И вот здесь, в бывшем имении Рукавишникова, которое за год до революции унаследовал семнадцатилетний Набоков, разглядывал я экспозицию (кстати, как бы в виде огромной бабочки), где в основном были его детские фотографии. Как он рвался сюда из своего такого благополучного далека:

Глаза прикрою — и мгновенно
Весь лёгкий, звонкий весь стою
Опять в гостиной незабвенной,
В усадьбе у себя, в раю…

Однажды там, в Швейцарии, Набоков получил из России вот эти старые семейные снимки (кто-то переснял и тайно переправил) — и на бумагу легли строки:

С серого севера
Пришли эти снимки.
Жизнь успела на всё
Погасить недоимки.
Знакомое дерево
Вырастает из дымки.
Вот на Лугу шоссе,
Дом с колоннами, Оредеж.
Отовсюду почти мне к себе
До сих пор ещё
Удалось бы пройти…

Я разговаривал с директором музея, архитектором Александром Александровичем Сёмочкиным и с его помощниками — Валерием Михайловичем Мельниковым, Верой Степановной Дмитриевой, Светланой Анатольевной Алексеевой, которые делали всё возможное и невозможное, чтобы обитель Набокова возродить. И верил, что так и будет… Как вдруг апрельской ночью 1995-го, когда как раз наступал очередной день рождения Набокова, какой-то изувер сей белоколонный дом, который — вопреки всему — неправдоподобно красиво стоял на высоком берегу Оредежа, превратил в обугленное страшилище… И снова Сёмочкин — со своим двоюродным братом Владимиром, его женой Татьяной и другими помощниками — принялись возрождать из пепла это чудо…

* * *

КОГДА весной 1919-го красные ворвались в Крым, Набоковы, пережидавшие там смуту, спешно погрузились на греческий пароход. Далее — Константинополь, Париж, Лондон… Оказавшись в Кембридже, Владимир испытал первые приступы мучительной болезни, которая будет преследовать его всю жизнь, — ностальгии: «Настоящая история пребывания в английском университете есть история моих потуг удержать Россию…» А в январе 1921-го в эмигрантской газете «Руль» поместил свой первый рассказ «Нежить» — под псевдонимом «Владимир Сиринъ», дабы читатели не спутали его с отцом, публиковавшимся там же. Одновременно успешно занялся переводами: с французского — «Кола Брюньона», с английского — «Алисы в стране чудес», а также — поэзии Шекспира, Мюссе, Рембо, Гёте, Байрона, Бодлера и многих, столь же достойных… И тут — страшное известие: Владимир Дмитриевич, который для сына всегда являлся образцом порядочности, благородства, ума, убит террористом-черносотенцем…

Хорошо, что скоро эту боль там, в Берлине, заглушила встреча с Верочкой Слоним, ставшей Набокову женой, матерью его сына, Музой, первым читателем, секретарем, адресатом посвящений почти всех книг, в общем — вторым «Я»… Так что низкий ей поклон — за то, что из-под его счастливого пера возникли, один за другим, романы: «Машенька», «Король, дама и валет», «Защита Лужина». Прочитав «Защиту Лужина», Бунин признался:

«Этот мальчишка выхватил пистолет и одним выстрелом уложил всех стариков, в том числе и меня».

◇ ◇ ◇ ◇ ◇

ИСПОЛЬЗУЯ СВЕДЕНИЯ:
a - Перепечатайте, пожалуйста, из отрывка о Набокове участок от «И вот здесь, в» до «Погасить недоимки.» включительно.
b - Под каким псевдонимом, согласно отрывку о Набокове, вышел его первый рассказ «Нежить»?
c - Напишите продолжение отрывка о Набокове, начиная сразу после слов Бунина о «мальчишке».

◇ ◇ ◇ ◇ ◇

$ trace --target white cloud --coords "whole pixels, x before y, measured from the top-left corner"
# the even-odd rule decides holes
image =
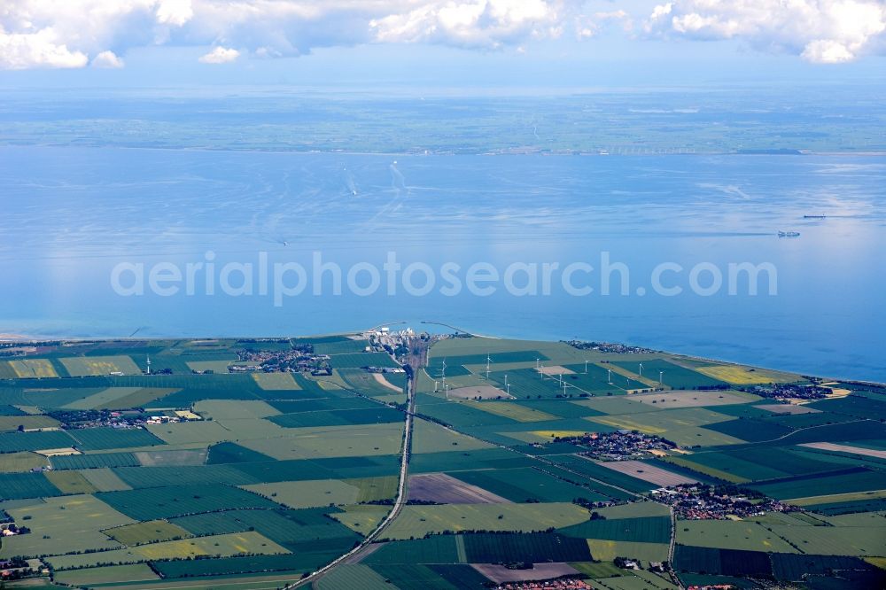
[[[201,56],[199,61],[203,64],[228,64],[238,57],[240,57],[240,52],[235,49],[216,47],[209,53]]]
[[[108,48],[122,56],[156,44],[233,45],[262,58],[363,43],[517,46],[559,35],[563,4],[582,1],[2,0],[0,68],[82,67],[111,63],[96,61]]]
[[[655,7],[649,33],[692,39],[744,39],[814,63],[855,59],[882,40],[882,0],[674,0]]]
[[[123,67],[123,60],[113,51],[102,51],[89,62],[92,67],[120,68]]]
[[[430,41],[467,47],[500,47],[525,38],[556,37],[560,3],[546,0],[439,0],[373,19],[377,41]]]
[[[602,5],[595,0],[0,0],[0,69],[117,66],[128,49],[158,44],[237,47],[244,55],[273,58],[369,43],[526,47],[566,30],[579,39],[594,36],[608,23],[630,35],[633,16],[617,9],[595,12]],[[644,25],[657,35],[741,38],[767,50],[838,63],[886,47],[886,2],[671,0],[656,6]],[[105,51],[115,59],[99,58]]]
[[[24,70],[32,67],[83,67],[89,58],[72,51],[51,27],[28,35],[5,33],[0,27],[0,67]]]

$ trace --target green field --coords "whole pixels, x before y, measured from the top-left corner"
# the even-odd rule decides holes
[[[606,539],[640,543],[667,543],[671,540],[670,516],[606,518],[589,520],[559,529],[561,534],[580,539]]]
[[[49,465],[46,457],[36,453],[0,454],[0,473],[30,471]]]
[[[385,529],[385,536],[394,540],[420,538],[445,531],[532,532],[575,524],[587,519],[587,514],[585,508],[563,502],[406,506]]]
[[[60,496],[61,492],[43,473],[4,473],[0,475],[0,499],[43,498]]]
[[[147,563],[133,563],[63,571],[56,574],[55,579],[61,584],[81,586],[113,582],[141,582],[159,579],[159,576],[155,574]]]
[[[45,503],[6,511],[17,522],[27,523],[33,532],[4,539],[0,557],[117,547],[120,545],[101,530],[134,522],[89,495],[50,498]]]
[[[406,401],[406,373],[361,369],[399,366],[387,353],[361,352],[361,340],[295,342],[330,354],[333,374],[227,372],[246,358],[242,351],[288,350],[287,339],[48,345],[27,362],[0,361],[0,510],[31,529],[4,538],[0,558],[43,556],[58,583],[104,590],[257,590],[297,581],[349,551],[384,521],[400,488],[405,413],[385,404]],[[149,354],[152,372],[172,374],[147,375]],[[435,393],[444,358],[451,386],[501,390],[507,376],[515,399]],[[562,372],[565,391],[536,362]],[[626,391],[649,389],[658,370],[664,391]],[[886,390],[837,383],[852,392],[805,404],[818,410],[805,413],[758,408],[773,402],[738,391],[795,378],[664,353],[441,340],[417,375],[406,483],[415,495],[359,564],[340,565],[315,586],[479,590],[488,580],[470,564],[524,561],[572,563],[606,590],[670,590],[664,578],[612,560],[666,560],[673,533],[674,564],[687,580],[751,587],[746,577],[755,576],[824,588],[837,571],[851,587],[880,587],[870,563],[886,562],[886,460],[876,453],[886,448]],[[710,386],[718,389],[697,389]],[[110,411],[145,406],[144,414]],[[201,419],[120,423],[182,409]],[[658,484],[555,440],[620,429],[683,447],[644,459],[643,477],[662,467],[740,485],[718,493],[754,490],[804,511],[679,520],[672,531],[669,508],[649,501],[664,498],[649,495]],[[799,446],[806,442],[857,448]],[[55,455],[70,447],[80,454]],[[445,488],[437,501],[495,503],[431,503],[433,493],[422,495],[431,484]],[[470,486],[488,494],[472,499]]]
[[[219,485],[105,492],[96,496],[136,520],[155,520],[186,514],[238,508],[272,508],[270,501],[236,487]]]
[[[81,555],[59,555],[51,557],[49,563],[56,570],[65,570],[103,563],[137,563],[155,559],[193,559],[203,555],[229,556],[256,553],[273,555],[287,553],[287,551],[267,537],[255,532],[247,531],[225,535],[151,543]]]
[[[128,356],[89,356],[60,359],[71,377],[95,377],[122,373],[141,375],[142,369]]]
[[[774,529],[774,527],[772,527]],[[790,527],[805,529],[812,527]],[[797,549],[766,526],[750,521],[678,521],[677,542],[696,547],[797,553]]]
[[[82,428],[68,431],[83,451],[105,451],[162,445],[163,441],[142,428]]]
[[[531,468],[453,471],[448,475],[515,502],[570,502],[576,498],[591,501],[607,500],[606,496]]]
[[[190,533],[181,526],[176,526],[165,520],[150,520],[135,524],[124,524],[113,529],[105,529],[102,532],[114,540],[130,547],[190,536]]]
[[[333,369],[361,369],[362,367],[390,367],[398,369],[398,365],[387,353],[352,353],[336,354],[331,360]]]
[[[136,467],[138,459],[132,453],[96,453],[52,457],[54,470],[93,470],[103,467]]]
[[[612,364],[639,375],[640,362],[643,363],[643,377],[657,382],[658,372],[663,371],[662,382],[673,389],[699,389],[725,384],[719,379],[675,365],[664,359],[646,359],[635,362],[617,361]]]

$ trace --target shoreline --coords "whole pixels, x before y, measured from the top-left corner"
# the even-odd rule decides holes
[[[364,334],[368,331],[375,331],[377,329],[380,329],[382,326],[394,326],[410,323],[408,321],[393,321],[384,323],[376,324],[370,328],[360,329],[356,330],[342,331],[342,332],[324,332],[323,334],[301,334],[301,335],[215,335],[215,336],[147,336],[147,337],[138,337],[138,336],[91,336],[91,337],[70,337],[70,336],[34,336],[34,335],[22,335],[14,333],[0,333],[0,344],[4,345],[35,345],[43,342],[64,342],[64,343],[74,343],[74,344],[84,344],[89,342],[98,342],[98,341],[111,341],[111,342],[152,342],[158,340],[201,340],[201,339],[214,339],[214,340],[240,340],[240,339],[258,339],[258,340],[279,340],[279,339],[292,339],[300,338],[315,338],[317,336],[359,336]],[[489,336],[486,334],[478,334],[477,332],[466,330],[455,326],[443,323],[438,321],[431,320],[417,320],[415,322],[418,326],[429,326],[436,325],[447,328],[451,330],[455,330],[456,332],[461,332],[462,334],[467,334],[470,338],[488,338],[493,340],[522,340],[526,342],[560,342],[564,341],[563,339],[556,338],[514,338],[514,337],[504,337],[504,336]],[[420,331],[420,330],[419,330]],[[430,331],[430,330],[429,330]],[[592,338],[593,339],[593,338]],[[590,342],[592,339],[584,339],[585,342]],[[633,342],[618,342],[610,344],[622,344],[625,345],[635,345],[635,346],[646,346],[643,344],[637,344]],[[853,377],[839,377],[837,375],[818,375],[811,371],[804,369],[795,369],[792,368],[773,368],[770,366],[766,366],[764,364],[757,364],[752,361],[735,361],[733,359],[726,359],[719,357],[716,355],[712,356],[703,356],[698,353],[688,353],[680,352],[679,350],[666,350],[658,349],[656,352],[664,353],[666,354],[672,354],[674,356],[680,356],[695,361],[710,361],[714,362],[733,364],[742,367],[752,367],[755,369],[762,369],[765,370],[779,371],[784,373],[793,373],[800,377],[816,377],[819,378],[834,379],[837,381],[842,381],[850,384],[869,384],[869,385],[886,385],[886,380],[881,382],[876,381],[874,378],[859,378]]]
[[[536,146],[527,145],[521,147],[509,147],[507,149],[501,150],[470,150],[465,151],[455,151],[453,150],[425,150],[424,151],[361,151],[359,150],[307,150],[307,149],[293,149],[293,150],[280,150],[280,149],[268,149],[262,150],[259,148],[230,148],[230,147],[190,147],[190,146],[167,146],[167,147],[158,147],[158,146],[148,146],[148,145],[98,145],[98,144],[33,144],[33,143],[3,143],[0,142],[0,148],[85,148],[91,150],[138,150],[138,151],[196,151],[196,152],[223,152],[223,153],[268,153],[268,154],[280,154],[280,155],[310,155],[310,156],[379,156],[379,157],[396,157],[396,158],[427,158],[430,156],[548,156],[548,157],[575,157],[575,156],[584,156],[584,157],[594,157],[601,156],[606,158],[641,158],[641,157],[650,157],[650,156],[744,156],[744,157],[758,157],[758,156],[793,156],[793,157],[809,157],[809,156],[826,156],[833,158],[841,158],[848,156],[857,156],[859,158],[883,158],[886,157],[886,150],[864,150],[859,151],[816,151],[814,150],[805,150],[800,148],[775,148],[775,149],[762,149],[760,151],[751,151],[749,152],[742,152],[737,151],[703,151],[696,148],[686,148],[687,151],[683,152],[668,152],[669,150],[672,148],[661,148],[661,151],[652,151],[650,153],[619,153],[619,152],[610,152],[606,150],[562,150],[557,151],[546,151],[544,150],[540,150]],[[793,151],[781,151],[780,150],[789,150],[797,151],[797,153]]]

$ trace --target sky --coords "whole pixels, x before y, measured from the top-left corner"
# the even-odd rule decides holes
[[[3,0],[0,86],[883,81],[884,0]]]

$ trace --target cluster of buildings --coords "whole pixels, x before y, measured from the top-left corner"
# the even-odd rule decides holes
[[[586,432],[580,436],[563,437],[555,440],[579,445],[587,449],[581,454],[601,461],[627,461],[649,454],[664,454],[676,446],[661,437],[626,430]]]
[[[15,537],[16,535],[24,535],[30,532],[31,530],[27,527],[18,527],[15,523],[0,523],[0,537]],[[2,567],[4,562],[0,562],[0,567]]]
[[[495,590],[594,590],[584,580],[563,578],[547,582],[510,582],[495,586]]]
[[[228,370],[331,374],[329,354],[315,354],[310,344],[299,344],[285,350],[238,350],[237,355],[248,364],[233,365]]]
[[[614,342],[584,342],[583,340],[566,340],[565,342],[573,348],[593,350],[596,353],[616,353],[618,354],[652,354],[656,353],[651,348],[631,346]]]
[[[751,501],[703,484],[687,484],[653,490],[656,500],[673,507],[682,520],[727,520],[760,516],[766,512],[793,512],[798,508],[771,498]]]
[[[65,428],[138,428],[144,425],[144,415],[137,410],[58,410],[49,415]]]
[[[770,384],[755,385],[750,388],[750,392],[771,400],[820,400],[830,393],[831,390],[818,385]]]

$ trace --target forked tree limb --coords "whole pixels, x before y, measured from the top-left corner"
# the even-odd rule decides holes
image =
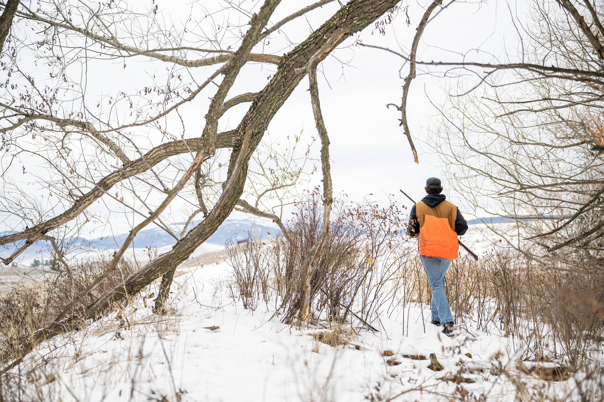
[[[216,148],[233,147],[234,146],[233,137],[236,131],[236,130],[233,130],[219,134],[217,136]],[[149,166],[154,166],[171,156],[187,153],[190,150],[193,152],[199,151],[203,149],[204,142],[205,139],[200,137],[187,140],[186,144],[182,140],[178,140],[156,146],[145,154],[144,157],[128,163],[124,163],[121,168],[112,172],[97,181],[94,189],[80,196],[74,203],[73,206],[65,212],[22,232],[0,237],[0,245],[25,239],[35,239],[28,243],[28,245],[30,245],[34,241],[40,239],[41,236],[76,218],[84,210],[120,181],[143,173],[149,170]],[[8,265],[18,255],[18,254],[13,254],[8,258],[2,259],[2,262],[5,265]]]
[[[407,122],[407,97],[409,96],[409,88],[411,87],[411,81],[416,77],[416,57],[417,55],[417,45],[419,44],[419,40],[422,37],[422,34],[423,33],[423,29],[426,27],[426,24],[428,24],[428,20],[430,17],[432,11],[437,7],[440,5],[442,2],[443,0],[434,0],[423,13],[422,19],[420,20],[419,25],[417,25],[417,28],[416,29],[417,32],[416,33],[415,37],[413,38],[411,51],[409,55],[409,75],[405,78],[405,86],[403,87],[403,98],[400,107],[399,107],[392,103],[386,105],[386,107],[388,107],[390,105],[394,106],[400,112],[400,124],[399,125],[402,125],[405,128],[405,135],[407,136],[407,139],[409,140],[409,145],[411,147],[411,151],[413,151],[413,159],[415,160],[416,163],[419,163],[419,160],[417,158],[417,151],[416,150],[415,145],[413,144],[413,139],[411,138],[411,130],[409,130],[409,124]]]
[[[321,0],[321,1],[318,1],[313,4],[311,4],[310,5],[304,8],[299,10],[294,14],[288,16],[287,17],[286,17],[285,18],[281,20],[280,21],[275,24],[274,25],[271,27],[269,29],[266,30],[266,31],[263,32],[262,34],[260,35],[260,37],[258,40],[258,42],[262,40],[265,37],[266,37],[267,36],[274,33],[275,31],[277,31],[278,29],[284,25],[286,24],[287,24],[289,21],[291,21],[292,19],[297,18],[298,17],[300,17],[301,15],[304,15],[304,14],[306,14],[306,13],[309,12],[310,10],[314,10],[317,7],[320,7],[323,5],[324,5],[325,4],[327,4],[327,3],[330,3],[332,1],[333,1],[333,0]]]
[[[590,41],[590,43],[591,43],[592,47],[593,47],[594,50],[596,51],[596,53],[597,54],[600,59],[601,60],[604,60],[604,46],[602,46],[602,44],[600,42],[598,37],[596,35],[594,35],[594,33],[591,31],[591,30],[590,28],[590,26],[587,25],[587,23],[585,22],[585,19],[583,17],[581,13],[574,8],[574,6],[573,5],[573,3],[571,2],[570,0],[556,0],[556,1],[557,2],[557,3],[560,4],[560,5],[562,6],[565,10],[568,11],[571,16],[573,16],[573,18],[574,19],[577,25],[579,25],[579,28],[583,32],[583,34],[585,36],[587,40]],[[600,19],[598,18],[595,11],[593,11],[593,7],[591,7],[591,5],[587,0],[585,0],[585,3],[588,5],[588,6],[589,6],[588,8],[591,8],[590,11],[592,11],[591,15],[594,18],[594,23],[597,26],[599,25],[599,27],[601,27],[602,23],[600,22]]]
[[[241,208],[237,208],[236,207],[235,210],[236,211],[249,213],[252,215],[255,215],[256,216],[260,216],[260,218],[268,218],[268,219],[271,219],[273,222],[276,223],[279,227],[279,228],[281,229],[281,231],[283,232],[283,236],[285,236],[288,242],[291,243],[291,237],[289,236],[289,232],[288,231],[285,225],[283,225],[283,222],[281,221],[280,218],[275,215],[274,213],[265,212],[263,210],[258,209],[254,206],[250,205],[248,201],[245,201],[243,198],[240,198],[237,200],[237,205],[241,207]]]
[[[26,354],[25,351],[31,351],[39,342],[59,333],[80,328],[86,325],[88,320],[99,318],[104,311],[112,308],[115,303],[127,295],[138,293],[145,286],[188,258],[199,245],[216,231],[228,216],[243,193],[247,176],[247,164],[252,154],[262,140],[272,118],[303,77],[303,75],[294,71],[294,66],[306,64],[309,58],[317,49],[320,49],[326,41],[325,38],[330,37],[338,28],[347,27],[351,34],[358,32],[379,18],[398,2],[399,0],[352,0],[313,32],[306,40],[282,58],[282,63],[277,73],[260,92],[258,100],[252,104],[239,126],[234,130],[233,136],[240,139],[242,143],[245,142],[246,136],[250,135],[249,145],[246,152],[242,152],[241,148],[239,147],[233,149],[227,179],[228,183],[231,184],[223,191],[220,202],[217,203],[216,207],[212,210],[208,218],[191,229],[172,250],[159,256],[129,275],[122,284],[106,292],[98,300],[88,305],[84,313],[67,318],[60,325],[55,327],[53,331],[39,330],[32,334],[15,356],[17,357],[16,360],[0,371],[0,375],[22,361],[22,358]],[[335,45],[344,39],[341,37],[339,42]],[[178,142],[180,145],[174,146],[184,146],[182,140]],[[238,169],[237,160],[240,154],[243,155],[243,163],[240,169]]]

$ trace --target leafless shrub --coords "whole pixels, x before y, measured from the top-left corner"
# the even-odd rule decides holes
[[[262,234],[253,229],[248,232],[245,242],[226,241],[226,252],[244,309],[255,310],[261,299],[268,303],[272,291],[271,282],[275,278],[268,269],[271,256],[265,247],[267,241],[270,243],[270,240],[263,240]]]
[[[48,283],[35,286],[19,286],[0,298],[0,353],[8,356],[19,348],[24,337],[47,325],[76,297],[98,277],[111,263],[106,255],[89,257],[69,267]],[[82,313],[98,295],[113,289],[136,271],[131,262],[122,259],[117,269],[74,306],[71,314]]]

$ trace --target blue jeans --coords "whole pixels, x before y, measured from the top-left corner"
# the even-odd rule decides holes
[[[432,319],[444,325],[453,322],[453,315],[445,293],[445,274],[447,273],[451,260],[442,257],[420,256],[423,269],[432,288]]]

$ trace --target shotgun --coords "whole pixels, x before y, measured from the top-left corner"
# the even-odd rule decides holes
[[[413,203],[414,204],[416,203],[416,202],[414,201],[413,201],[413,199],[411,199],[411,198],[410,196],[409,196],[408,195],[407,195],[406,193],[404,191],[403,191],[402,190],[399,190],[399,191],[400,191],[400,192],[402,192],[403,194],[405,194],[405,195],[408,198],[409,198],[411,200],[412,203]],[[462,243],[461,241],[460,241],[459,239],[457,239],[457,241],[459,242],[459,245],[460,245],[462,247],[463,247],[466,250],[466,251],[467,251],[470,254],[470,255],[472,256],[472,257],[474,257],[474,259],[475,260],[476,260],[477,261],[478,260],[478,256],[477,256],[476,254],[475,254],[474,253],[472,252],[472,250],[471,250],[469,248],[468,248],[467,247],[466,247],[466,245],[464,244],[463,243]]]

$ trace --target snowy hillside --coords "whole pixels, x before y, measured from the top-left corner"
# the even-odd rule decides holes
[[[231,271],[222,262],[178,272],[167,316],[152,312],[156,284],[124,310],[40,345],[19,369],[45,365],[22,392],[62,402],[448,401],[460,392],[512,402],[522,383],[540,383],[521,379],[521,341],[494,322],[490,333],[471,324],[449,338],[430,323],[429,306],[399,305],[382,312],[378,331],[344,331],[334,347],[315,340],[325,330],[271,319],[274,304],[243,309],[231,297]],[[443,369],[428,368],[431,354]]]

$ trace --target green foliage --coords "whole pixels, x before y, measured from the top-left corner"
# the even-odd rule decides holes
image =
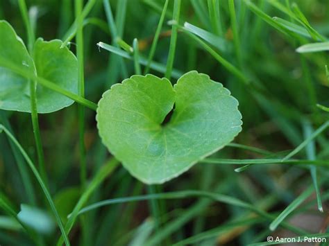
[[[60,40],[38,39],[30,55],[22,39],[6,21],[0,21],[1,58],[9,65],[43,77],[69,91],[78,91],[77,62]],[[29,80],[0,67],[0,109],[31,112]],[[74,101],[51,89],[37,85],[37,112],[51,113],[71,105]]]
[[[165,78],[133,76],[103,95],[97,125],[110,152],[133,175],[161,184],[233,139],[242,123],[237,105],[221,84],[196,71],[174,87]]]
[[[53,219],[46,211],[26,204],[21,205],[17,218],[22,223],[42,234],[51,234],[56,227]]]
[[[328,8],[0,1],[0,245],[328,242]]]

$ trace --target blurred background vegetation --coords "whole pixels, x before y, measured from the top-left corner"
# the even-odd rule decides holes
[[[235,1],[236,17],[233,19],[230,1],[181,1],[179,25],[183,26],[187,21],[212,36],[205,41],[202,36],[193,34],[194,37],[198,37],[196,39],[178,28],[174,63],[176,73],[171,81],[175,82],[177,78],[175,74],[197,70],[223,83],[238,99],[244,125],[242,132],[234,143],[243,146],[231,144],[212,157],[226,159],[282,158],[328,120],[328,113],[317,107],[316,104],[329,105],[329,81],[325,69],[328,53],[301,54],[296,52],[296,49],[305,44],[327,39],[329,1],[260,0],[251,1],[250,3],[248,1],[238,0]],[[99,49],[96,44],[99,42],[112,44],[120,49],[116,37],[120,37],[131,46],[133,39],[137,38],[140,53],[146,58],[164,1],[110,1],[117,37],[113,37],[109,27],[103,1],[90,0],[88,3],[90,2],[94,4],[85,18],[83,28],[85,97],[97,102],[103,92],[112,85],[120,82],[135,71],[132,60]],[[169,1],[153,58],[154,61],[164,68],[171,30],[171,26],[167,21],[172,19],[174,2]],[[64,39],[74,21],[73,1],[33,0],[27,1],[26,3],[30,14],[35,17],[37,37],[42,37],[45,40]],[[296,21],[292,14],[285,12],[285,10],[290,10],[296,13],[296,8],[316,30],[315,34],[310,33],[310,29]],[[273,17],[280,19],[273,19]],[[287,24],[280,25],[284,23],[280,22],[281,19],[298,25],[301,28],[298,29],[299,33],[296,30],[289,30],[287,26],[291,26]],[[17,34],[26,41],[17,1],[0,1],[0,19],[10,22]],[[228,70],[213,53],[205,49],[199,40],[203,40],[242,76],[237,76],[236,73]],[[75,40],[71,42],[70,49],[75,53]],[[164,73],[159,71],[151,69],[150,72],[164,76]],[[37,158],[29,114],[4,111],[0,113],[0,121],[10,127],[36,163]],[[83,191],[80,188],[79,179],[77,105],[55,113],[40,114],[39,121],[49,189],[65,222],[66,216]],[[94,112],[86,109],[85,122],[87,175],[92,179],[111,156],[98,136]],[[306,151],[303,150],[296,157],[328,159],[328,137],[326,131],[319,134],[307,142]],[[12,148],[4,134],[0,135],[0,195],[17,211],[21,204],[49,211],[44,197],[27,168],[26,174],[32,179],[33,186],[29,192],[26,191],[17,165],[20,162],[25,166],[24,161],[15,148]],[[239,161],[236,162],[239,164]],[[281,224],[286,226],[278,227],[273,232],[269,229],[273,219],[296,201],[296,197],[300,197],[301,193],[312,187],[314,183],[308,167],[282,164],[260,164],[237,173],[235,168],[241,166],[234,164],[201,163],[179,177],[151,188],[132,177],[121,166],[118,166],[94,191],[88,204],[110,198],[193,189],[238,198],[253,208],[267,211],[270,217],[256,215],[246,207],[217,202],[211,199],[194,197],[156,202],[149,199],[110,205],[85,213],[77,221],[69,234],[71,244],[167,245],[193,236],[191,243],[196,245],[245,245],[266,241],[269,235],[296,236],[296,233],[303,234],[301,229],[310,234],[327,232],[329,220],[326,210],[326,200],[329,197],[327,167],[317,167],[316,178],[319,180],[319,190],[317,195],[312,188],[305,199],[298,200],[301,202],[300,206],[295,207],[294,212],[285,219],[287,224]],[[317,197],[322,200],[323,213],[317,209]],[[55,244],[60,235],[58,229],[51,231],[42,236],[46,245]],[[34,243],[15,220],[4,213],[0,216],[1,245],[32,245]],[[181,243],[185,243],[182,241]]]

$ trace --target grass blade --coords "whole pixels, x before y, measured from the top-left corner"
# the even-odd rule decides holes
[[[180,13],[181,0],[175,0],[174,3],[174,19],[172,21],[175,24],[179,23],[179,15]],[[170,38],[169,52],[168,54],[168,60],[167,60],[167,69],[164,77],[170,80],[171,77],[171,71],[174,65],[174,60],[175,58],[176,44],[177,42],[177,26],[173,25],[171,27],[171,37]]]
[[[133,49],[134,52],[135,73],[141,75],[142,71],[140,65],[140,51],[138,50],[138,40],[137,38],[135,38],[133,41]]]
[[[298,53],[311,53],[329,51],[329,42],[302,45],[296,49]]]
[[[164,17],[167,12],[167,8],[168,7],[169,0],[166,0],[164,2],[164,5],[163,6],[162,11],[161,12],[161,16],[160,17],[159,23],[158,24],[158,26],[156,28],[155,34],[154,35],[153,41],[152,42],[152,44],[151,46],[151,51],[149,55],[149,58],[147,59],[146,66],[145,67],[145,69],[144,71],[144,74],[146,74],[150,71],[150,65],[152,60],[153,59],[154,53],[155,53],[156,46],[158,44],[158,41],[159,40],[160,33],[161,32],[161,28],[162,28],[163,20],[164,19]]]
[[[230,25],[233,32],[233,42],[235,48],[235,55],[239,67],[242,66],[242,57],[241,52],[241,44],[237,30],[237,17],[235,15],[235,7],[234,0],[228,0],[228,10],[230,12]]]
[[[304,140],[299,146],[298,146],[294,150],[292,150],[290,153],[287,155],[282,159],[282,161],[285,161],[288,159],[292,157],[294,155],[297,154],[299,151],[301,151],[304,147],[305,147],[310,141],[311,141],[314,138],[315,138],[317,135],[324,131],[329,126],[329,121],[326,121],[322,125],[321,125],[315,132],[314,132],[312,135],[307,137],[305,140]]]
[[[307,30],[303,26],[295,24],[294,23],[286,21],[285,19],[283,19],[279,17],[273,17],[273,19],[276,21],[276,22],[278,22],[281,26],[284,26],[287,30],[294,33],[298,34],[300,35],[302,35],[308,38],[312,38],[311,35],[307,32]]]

◇ ◇ ◇ ◇ ◇

ОТВЕТЫ ПО ПОРЯДКУ:
a -
И вот здесь, в бывшем имении Рукавишникова, которое за год до революции унаследовал семнадцатилетний Набоков, разглядывал я экспозицию (кстати, как бы в виде огромной бабочки), где в основном были его детские фотографии. Как он рвался сюда из своего такого благополучного далека:

Глаза прикрою — и мгновенно
Весь лёгкий, звонкий весь стою
Опять в гостиной незабвенной,
В усадьбе у себя, в раю…

Однажды там, в Швейцарии, Набоков получил из России вот эти старые семейные снимки (кто-то переснял и тайно переправил) — и на бумагу легли строки:

С серого севера
Пришли эти снимки.
Жизнь успела на всё
Погасить недоимки.

b - Под псевдонимом «Владимир Сиринъ».

c -
Может быть, Ивана Алексеевича в числе прочего поразила, например, вот такая словесная и психологическая вязь:

«Лужин прищурился и почти шепотом, выпятив губы, как для осторожного поцелуя, испустил не слова, не простое обозначение хода, а что-то нежнейшее, бесконечно хрупкое. У него было то же выражение на лице — выражение человека, который сдувает перышко с лица младенца, — когда, на следующий день, он этот ход воплотил на доске…»

И после его особое набоковское Слово — на страницах «Подвига», «Камеры обскура», «Отчаяния» — раз за разом хватало читателя за душу. Например, в «Подвиге» — может быть, самом лирическом из русских романов, вот так говорится о верованиях матери главного героя:

«Была некая сила, в которую она крепко верила, столь же похожая на Бога, сколь похожи на никогда не виденного человека его дом, его вещи, его теплица и пасека, далекий голос его, случайно услышанный ночью в поле… Эта сила не вязалась с церковью, никаких грехов не отпускала и не карала, — но просто было иногда стыдно перед деревом, облаком, собакой, стыдно перед воздухом, так же бережно несущем дурное слово, как и доброе…»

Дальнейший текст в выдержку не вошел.